● **GIVEN PROBLEM**: Set down, without any change, the part of the items below that opens with the line containing "Target: house facade" and runs through the end of the items.

----

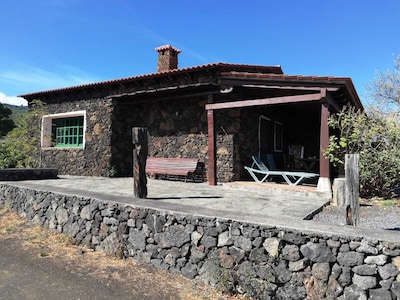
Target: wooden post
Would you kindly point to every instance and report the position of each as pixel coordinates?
(212, 159)
(352, 189)
(140, 150)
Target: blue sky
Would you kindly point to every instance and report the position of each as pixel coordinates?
(49, 44)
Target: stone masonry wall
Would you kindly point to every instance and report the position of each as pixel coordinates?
(265, 262)
(176, 129)
(94, 159)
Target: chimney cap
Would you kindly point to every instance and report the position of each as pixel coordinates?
(167, 47)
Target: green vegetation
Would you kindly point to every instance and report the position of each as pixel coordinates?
(6, 123)
(375, 135)
(20, 148)
(17, 111)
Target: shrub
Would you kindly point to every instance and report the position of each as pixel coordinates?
(376, 137)
(21, 146)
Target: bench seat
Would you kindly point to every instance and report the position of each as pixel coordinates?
(175, 168)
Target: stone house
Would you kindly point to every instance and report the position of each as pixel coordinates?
(220, 113)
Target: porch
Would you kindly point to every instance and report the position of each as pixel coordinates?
(244, 201)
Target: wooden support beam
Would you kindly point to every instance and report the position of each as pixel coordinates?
(265, 101)
(212, 159)
(352, 189)
(140, 151)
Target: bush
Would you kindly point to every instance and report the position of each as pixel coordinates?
(21, 146)
(376, 137)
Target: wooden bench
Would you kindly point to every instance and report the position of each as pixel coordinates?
(175, 168)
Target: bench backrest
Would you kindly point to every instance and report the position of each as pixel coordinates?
(172, 166)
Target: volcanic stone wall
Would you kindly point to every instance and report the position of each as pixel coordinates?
(176, 129)
(264, 262)
(94, 158)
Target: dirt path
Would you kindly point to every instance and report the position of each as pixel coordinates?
(39, 264)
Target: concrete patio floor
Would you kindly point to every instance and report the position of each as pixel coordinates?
(277, 205)
(241, 200)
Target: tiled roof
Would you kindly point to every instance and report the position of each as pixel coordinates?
(225, 66)
(344, 81)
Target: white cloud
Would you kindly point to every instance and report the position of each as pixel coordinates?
(18, 101)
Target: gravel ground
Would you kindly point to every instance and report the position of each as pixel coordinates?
(370, 216)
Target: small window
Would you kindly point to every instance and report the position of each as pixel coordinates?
(67, 132)
(64, 130)
(278, 137)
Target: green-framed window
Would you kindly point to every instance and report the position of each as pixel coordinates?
(67, 132)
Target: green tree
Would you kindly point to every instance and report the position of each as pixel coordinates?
(375, 135)
(21, 147)
(6, 123)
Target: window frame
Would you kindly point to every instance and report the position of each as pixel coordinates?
(47, 140)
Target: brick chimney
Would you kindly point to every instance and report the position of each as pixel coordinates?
(167, 58)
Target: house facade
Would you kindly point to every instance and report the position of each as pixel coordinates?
(220, 113)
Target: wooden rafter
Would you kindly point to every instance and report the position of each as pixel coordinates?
(265, 101)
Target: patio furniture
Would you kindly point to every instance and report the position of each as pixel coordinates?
(175, 168)
(262, 173)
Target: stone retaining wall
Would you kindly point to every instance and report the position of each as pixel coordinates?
(262, 261)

----

● **FULL ANSWER**:
Target: house facade
Would you kindly point to every instance and report the position of each as pixel coordinates?
(220, 113)
Target: wooden rafter
Would you kindly point to every instance and report the position of each as pixel coordinates?
(265, 101)
Target: patio furniture
Would you kindly point to every instance and report the position of each as pixel coordinates?
(175, 168)
(262, 173)
Target: stone retaining wall
Would you kindly point to every instance and report the position of each as pixel coordinates?
(262, 261)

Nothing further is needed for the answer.